WHAT IS BEING ASKED: Every line from the one with "Practice. Locate the conical" through the final line must be written out exactly, and no other line; omit the pictures.
.....
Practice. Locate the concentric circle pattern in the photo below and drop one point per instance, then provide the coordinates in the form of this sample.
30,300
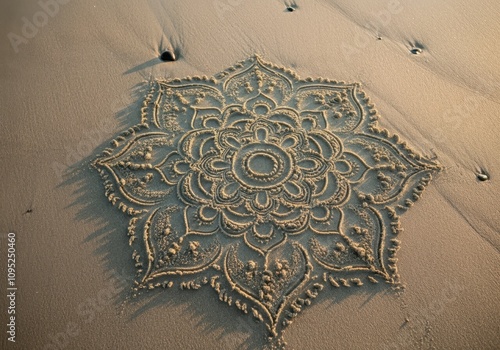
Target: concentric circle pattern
264,186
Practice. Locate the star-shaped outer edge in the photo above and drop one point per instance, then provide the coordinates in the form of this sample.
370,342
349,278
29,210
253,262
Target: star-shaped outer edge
387,215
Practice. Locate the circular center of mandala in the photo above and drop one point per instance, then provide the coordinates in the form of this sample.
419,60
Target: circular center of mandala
262,165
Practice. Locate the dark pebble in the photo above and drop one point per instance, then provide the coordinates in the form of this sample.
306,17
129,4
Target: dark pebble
416,51
167,56
482,177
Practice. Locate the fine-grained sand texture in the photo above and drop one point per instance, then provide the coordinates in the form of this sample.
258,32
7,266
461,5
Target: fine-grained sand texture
264,186
74,75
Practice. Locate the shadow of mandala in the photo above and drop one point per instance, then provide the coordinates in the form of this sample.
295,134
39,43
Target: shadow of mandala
267,188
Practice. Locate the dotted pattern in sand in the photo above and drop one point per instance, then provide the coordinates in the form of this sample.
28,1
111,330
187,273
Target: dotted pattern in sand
264,186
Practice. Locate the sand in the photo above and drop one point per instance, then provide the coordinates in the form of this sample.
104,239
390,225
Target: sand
77,78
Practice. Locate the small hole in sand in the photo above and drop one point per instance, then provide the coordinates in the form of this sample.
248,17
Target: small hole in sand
167,56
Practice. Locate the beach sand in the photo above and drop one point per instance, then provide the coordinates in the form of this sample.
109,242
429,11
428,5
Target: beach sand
74,76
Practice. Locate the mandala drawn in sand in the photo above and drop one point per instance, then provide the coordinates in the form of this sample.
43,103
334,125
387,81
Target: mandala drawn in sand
266,187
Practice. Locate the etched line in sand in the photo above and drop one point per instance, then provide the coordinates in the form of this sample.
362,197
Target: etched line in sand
264,186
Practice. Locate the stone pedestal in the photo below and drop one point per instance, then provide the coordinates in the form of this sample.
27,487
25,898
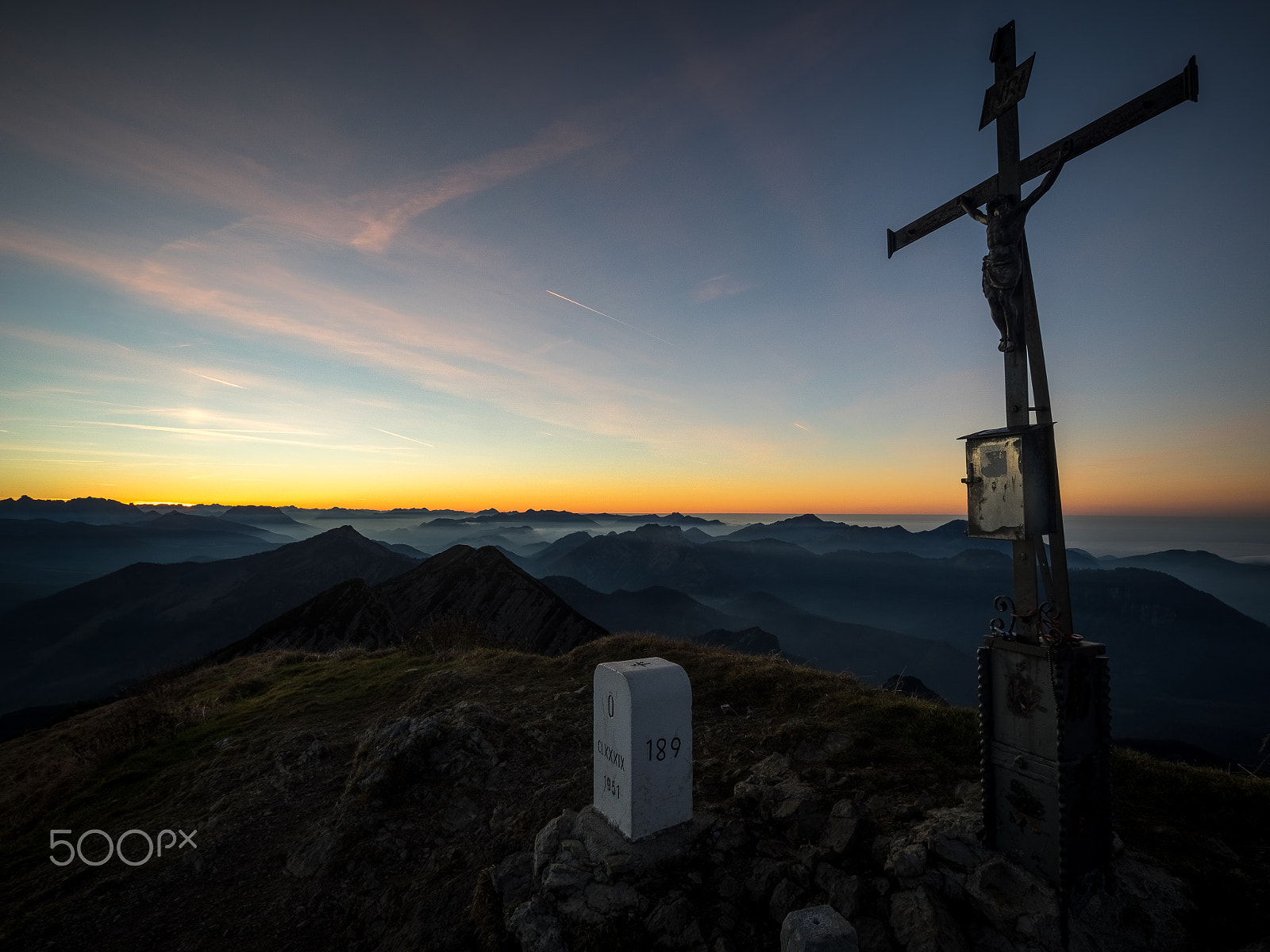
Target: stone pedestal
641,746
1045,754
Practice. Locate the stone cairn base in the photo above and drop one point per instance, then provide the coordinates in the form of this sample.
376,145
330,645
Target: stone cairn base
728,884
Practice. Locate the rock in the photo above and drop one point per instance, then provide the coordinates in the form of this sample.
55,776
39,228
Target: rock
838,835
1005,894
537,928
548,841
596,903
318,850
844,890
873,936
1142,916
673,923
732,837
817,930
798,809
787,896
764,876
391,754
922,923
906,860
514,879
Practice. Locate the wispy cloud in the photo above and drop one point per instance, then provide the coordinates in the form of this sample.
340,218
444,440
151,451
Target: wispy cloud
719,286
391,211
215,380
619,321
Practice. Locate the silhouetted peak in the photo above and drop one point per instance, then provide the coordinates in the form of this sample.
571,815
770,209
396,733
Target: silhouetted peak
657,531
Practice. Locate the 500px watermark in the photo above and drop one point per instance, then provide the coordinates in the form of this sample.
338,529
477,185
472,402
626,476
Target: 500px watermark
114,847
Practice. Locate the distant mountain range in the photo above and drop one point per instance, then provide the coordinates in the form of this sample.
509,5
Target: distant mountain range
478,588
94,638
1187,666
40,556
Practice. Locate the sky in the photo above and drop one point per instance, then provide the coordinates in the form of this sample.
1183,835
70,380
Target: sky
616,257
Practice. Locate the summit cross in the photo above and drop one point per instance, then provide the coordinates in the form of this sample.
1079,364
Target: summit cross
1045,693
1022,344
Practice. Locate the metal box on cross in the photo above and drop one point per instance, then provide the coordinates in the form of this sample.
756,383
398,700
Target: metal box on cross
641,746
1010,486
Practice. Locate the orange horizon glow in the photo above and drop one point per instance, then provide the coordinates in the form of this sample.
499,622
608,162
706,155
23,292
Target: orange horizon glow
653,501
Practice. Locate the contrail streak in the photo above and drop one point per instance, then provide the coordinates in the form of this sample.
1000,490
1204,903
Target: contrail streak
611,317
400,437
216,380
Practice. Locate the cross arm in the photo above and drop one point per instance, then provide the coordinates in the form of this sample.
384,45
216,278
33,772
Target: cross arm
1166,95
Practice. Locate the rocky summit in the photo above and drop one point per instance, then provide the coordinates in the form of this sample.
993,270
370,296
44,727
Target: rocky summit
429,797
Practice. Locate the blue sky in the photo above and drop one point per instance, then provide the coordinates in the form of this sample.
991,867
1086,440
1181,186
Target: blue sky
302,254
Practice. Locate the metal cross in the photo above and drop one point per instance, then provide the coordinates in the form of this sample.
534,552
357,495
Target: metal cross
1001,106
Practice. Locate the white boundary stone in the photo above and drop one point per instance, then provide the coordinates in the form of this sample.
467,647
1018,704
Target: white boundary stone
641,746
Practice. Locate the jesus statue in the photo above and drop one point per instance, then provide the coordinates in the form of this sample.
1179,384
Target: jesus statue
1003,266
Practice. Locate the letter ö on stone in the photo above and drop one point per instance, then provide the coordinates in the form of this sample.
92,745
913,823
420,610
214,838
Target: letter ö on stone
641,746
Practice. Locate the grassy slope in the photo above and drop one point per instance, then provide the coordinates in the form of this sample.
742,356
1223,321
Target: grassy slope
230,750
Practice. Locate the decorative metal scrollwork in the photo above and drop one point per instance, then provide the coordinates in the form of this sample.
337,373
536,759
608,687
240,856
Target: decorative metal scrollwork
1045,616
1003,603
1047,626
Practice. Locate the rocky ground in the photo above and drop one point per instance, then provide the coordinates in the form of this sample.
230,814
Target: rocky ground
391,800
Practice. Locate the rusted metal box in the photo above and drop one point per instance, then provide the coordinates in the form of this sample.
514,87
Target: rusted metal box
1010,484
1045,719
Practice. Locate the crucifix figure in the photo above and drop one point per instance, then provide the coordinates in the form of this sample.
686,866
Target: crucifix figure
1045,708
1003,266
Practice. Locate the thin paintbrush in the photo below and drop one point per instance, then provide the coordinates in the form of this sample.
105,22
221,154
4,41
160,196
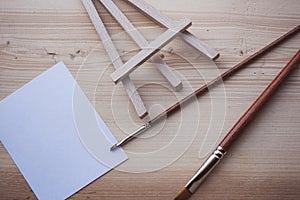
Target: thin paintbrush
225,144
204,88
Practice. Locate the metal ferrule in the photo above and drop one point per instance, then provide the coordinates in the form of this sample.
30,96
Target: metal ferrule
133,135
205,169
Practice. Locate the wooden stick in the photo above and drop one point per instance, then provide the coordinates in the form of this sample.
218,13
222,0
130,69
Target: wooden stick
142,43
204,88
149,51
114,56
188,37
260,101
236,130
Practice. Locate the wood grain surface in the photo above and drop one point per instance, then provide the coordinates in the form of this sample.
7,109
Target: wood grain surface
262,164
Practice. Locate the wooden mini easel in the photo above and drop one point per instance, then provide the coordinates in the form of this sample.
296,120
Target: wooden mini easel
148,50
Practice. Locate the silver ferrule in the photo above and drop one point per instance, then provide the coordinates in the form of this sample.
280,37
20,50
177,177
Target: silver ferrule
133,135
205,169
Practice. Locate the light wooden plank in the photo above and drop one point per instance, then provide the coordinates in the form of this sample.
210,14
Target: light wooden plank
142,43
261,165
115,58
149,51
188,37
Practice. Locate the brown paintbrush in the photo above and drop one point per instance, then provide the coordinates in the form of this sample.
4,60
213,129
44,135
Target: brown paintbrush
225,144
204,88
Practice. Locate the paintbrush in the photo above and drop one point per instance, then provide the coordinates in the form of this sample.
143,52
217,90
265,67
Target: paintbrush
204,88
225,144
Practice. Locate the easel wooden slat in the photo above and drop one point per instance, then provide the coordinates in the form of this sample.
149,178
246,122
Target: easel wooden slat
149,51
188,37
142,43
114,56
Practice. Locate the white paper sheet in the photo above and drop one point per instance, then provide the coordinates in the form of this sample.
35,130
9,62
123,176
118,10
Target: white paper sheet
55,137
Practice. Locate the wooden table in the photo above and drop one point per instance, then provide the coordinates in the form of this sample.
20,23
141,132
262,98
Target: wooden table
263,164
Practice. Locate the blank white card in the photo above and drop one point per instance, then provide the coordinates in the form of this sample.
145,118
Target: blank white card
54,135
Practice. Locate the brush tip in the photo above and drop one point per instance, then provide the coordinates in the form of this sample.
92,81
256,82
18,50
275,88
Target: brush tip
184,194
114,147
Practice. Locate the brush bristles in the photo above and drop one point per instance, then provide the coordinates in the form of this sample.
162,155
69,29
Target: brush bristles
184,194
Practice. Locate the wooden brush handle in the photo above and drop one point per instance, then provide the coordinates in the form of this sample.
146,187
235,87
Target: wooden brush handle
259,102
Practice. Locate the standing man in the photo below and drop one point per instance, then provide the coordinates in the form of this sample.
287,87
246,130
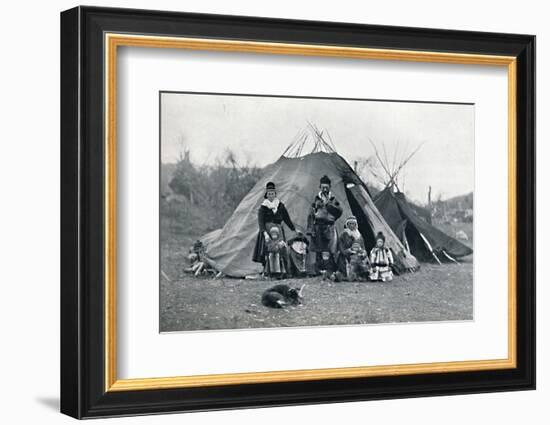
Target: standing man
324,212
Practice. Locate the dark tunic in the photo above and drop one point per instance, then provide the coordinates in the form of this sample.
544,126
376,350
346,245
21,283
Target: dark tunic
321,224
266,216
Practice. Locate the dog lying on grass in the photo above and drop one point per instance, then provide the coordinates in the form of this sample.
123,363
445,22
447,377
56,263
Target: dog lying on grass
279,296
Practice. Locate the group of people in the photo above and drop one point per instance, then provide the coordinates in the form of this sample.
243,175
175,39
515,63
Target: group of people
321,251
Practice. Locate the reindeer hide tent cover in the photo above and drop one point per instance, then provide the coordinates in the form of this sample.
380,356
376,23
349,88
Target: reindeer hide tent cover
296,177
404,220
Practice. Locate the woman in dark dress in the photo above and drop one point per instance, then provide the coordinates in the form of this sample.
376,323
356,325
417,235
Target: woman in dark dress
272,212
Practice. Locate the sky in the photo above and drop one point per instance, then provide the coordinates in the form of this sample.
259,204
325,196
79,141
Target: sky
259,129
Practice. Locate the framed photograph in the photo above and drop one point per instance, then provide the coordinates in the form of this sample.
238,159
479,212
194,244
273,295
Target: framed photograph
261,212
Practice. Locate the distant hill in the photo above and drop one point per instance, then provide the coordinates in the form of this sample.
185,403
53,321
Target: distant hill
460,202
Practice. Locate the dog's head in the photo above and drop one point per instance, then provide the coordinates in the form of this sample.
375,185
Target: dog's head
295,295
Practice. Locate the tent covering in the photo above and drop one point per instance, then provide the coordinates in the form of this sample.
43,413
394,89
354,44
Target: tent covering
230,249
406,223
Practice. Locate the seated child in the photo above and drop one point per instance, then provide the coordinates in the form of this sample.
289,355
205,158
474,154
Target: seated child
277,253
352,260
358,266
297,252
381,260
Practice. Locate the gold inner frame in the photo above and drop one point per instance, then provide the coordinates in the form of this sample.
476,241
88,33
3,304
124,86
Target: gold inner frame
113,41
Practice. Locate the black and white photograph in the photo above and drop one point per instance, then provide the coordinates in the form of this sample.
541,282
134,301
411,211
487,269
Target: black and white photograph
284,211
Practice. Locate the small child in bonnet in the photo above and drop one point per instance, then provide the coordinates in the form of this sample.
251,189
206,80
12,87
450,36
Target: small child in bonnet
277,252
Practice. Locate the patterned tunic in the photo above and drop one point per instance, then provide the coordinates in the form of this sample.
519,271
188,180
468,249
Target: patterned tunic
381,261
266,219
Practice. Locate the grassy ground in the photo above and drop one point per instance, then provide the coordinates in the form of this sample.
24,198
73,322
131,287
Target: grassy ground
187,303
434,293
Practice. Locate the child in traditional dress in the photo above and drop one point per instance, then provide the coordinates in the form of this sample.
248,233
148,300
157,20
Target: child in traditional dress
381,260
277,253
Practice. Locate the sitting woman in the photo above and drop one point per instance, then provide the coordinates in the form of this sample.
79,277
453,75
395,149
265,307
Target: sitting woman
353,261
272,213
381,260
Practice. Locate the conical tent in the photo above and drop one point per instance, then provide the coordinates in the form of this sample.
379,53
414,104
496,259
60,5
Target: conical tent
423,239
297,180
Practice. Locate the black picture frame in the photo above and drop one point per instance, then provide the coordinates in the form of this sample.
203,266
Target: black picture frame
83,392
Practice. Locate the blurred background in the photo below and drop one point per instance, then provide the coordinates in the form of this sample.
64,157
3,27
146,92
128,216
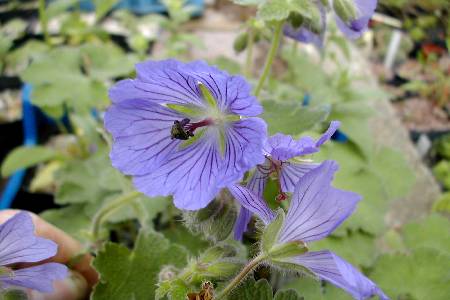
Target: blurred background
.....
THE RESPONSE:
Practice. Locate the conical tent in the photo above and drop one point per instance, then provide the coordinates in the form of this sample.
379,53
414,104
496,259
60,5
Target: conical tent
423,239
297,180
Practice. Locate the black picture frame in the photo above and drop one point per instance, then provide the coordinates in the form of this sample.
203,266
Target: black picture frame
83,392
Practice. Locate the blurred background in the photo below and drop one point per instance, then provide the coordinates in the form of this sample.
64,157
3,27
146,92
128,216
Target: blurred background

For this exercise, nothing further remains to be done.